*What you will do*
Leave out the pictures and repeat every record exactly.

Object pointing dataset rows
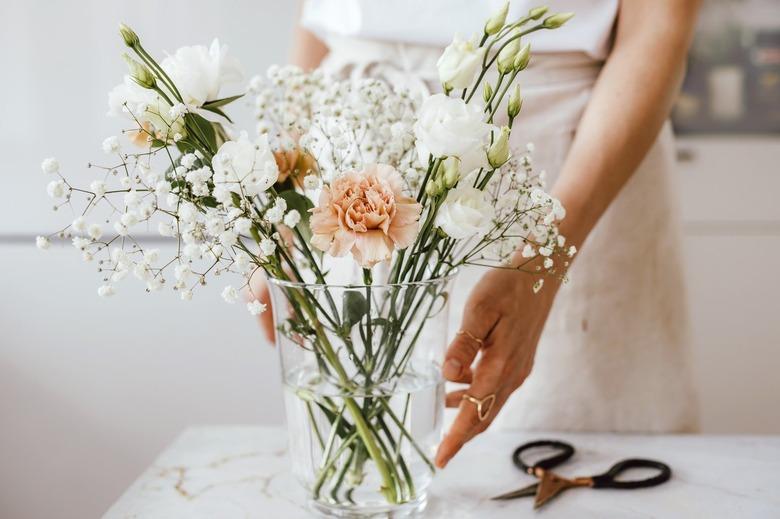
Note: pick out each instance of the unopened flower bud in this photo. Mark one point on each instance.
(521, 60)
(451, 174)
(431, 188)
(140, 73)
(496, 22)
(487, 91)
(498, 153)
(515, 103)
(506, 58)
(537, 12)
(130, 37)
(556, 20)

*Right answer*
Note: pick out each instance of the unopened flower bud in this photo. Mark one point on each instance.
(521, 60)
(451, 174)
(431, 188)
(140, 73)
(496, 22)
(487, 91)
(498, 153)
(515, 103)
(506, 58)
(537, 12)
(130, 37)
(556, 20)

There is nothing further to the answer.